> _Records shown_
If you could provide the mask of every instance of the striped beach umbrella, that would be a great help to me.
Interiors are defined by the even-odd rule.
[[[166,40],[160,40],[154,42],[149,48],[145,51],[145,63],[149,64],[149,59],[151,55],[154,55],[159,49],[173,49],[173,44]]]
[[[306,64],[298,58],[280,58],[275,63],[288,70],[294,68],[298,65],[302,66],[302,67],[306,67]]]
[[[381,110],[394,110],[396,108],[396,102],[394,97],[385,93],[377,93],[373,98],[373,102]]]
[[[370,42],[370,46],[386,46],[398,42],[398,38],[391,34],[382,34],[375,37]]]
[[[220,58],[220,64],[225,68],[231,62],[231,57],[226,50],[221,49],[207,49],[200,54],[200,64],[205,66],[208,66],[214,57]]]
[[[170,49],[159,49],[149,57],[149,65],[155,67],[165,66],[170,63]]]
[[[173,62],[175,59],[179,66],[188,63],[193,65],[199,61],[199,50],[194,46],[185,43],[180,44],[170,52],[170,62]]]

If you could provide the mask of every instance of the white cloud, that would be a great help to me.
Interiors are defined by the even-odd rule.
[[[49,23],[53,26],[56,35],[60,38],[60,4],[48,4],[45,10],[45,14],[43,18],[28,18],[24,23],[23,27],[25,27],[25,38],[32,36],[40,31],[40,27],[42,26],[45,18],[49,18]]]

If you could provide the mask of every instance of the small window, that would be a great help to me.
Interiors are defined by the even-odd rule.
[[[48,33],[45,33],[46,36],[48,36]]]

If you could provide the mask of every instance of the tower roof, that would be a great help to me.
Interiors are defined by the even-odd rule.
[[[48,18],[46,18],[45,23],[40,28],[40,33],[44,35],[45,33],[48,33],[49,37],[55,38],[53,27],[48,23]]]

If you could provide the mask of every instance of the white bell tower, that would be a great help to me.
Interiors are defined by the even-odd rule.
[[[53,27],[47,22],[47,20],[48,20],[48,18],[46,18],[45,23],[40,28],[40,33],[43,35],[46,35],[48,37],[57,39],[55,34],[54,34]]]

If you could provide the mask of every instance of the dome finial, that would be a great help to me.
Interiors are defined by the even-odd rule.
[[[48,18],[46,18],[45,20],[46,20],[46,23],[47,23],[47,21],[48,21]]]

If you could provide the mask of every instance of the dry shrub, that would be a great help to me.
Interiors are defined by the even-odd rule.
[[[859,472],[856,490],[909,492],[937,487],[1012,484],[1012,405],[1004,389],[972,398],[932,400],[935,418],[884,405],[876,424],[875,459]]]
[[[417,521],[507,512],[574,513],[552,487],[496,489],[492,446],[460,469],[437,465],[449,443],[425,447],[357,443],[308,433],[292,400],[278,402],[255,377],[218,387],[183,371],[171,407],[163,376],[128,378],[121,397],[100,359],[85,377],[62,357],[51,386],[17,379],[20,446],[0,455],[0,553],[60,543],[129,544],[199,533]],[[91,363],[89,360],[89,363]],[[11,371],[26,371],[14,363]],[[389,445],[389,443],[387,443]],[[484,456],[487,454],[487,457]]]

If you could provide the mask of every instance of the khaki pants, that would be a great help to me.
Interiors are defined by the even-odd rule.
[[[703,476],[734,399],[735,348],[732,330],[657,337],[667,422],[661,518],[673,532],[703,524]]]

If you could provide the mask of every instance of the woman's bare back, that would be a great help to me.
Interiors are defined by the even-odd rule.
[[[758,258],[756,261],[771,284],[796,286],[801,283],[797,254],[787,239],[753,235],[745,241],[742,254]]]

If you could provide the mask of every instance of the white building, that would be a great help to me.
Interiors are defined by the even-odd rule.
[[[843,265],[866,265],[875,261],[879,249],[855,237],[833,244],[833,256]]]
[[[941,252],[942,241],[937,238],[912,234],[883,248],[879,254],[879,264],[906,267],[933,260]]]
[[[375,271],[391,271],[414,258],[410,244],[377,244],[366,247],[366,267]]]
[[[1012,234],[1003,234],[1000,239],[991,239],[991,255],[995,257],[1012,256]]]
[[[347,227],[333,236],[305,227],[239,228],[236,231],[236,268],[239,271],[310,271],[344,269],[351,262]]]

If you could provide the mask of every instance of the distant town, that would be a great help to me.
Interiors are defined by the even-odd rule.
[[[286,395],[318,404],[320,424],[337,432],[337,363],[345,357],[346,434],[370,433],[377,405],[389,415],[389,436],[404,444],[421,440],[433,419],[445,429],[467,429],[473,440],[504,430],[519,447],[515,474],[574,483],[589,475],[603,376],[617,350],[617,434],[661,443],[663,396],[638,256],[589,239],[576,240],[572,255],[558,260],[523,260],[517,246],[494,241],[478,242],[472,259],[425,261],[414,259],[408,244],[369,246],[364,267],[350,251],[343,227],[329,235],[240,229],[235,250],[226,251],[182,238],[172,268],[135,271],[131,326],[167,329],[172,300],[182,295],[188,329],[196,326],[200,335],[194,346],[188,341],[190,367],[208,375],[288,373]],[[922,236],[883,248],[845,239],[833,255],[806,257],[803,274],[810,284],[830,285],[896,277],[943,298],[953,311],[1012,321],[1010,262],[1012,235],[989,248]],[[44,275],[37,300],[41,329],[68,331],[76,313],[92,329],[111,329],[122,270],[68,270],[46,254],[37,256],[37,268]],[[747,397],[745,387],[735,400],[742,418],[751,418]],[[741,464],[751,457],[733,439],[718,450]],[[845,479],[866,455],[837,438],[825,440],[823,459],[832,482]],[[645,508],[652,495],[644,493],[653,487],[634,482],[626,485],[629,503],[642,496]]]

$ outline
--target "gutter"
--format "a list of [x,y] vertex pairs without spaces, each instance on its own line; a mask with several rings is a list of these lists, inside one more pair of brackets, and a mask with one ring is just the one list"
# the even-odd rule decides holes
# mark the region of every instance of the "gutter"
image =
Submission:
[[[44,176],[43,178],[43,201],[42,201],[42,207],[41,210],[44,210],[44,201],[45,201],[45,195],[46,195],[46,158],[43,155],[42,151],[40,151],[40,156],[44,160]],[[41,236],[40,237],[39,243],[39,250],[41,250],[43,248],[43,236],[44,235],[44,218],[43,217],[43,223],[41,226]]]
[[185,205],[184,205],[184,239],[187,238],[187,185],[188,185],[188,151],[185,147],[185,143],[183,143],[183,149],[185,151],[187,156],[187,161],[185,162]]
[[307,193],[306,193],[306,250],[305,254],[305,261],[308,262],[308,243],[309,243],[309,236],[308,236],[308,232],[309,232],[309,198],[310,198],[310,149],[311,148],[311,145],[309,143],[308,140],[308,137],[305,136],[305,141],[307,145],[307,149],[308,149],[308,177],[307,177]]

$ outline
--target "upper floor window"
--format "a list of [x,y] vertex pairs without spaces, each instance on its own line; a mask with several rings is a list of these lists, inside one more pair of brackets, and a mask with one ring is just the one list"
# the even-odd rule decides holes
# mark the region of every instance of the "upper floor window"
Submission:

> _Directions_
Count the lines in the rows above that contain the string "region", treating uppercase and lowercase letters as different. Reply with the number alone.

> _Output of the task_
2